↓↓↓

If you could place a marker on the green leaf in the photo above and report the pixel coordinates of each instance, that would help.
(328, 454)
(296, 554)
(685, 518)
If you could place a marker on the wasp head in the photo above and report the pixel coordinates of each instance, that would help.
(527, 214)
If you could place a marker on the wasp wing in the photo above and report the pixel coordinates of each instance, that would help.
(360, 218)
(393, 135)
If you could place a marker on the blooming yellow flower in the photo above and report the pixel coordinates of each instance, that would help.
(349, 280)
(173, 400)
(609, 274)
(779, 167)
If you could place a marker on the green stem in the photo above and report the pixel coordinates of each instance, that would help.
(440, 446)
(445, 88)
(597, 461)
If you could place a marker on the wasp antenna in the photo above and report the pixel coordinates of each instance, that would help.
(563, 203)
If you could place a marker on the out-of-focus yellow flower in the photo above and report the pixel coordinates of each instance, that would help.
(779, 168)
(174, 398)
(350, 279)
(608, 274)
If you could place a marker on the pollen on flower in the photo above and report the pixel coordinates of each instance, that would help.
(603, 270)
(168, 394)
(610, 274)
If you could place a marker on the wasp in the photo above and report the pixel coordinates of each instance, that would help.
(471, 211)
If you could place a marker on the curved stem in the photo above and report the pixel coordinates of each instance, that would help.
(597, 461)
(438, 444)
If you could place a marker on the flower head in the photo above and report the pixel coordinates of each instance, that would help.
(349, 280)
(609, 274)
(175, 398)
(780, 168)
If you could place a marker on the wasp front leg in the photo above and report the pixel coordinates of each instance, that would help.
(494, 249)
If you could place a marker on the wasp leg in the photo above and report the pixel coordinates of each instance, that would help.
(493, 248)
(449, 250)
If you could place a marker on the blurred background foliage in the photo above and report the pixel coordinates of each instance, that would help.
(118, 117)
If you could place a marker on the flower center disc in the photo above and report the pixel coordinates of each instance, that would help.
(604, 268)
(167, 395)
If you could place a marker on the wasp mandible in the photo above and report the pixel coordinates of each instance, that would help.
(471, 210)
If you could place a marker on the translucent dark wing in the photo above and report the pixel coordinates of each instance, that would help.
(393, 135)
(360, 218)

↑↑↑

[PROBLEM DESCRIPTION]: The line containing "If you could place a marker on the flower center" marks the start. Reproduce it and all lines after it through the end of the listing, exactly and alone.

[TASK RESPONSE]:
If you could place a marker on the flower center disc in the photo above and report the pixel coordinates of each instance, that would help.
(604, 268)
(167, 395)
If you could place a marker on the wasp mandible in the photo above and report the pixel coordinates of each instance, that would help.
(471, 210)
If you could place a marker on the translucent dark wing in the photo above and report the pixel coordinates of each instance, that would help.
(393, 135)
(360, 218)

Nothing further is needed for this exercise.